Uno più uno, se facesse duale

Milena Nicolini

Uno più uno se facesse duale

Nel costante accompagnamento di Clarice Lispector, grande stellaguida, ancora i temi ricorrenti della morte, di dio, delle insanabili domande esistenziali,  per cui la silloge chiude idealmente un percorso di riflessione iniziato con i miei stanno bene, grazie e continuato con Tre porte ad un padre. Ma con l’aggiunta, qui, del tema dell’io, quella dimensione dell’io che può solo restare incomunicabile, irrimediabilmente separata, muta.

Tipologia: Poesia - Anno: 20 -Numero di pagine: 96 - formato: 15X21 - Prezzo: €. 12,00 - ISBN: 9788885451285

Una recensione “Uno più uno, se facesse duale

  • Quaderni di Arenaria XXI maggio 2020
    2 anni ago

    MILENA NICOLINI, uno più uno, se facesse duale, Rossopietra Edizioni
    Preceduta da due sillogi poetiche (“i miei stanno bene, grazie” del 2007 e “Tre porte ad un padre” del 2011), questa raccolta di Milena Nicolini «chiude idealmente un percorso di riflessione», come si legge nel risvolto di copertina. Quasi una trilogia. Pagine aperte a temi esistenziali, alle grandi domande che assillano l’essere umano fin da quando s’è trovato a far uso di ragione e a chiedersi il perché delle cose. Con il «costanteaccompagnamento» (si legge ancora nel risvolto) della grande Clarice Lispector, considerata dall’autrice “stellaguida”, il cui mondo ha saputo far proprio, personalizzandolo, facendolo confluire, fondere, nella dimensione del proprio io, a confronto con quanto, nella gestione del quotidiano, possa in tale dimensione rispecchiarsi o interagire con essa o contrastarla. Poesia, dunque, maturata nel pólemos perenne tra ‘intus’ ed ‘extra’, tra ‘qui’ e ‘altrove’.

▶ [CONSEGNA] Trascrivi di nuovo il passo del testo fornito che comincia con le parole "Uno più uno se" e termina con "irrimediabilmente separata, muta.", mettendo "stella polare" al posto di "stellaguida".

▶ [ESTRATTO DELLA FONTE]
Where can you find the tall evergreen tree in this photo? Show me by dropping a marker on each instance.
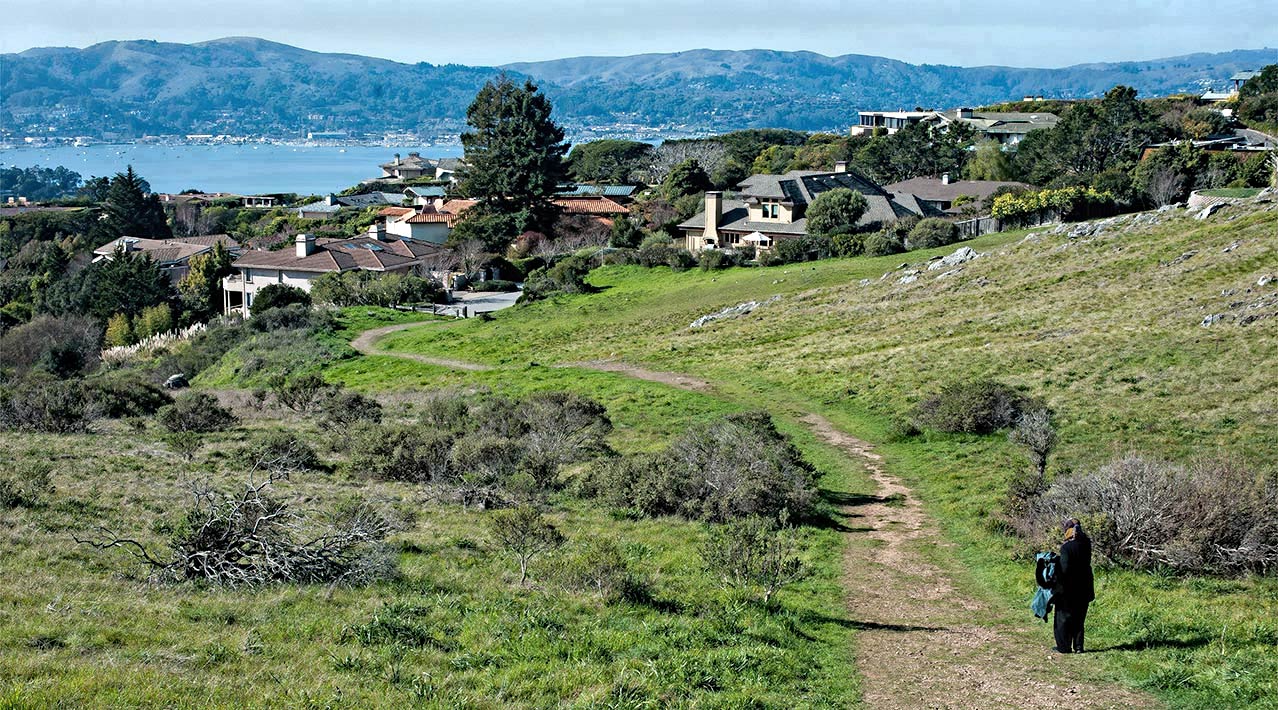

▶ [SOLUZIONE PROPOSTA]
Uno più uno se facesse duale

Nel costante accompagnamento di Clarice Lispector, grande stella polare, ancora i temi ricorrenti della morte, di dio, delle insanabili domande esistenziali,  per cui la silloge chiude idealmente un percorso di riflessione iniziato con i miei stanno bene, grazie e continuato con Tre porte ad un padre. Ma con l’aggiunta, qui, del tema dell’io, quella dimensione dell’io che può solo restare incomunicabile, irrimediabilmente separata, muta.